◆ **Records from a collection**
========
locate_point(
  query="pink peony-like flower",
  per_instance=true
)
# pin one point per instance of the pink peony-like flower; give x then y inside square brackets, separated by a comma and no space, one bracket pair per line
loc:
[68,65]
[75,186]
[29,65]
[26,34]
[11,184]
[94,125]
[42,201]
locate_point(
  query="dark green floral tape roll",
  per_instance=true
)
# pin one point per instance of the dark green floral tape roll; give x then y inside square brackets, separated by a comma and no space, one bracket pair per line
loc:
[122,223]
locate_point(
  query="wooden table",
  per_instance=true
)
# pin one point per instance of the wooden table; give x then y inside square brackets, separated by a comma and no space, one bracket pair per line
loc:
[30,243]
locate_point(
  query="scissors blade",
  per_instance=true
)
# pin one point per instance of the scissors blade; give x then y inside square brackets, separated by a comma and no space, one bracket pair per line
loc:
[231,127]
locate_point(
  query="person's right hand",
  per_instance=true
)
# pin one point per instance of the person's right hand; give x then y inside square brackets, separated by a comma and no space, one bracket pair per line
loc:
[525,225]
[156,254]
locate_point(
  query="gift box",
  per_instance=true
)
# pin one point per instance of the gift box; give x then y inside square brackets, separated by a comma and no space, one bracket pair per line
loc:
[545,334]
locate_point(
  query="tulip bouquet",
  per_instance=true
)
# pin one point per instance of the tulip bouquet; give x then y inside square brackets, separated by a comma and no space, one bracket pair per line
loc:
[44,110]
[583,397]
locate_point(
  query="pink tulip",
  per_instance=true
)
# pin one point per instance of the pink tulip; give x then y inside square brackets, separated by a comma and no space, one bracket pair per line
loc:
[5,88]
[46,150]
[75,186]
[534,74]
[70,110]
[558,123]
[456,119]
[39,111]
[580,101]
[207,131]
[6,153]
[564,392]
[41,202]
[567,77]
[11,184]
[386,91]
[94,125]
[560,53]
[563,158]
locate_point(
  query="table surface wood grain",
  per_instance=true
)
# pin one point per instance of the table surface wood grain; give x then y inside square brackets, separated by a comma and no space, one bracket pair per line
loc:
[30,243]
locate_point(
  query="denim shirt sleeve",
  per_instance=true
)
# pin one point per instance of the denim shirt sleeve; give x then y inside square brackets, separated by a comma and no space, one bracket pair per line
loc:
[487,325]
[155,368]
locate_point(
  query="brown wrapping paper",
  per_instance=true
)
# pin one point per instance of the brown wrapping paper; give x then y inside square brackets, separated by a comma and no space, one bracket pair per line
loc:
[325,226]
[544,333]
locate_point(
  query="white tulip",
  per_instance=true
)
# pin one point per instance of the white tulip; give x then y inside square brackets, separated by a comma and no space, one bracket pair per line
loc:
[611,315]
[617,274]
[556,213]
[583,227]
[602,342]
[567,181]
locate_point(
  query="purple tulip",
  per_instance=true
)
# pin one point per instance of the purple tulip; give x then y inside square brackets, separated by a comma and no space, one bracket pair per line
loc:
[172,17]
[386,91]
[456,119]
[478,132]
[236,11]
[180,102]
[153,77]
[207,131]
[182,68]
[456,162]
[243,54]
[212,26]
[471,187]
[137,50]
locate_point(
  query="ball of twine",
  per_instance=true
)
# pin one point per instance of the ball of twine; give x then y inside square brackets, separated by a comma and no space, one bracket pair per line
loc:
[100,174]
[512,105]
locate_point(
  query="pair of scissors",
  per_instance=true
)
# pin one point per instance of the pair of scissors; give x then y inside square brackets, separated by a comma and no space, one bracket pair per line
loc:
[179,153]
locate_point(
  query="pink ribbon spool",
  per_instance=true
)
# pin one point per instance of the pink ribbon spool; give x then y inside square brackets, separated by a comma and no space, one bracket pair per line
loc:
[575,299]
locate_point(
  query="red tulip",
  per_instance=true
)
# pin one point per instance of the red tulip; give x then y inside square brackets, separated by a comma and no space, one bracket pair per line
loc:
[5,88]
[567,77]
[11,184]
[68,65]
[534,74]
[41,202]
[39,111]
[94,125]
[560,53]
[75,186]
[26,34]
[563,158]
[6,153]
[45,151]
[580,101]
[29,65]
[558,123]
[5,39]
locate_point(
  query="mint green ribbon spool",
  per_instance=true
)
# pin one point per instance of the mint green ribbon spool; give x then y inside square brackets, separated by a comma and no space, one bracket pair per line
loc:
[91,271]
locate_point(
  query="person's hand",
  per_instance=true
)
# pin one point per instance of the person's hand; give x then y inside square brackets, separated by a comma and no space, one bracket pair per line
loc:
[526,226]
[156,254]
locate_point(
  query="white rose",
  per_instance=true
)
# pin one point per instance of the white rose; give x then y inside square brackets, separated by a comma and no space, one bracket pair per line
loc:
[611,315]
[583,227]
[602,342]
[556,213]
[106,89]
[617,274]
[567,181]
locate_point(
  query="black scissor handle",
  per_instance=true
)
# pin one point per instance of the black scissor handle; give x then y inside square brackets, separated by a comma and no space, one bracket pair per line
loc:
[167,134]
========
◆ **Exercise**
What lines in the data above contain the word "gift"? Copy them all.

◆ **Task response**
  query="gift box",
# pin one point per instance of the gift box; give x then y inside square brackets, separated by a comma and no space, one bracket pair per line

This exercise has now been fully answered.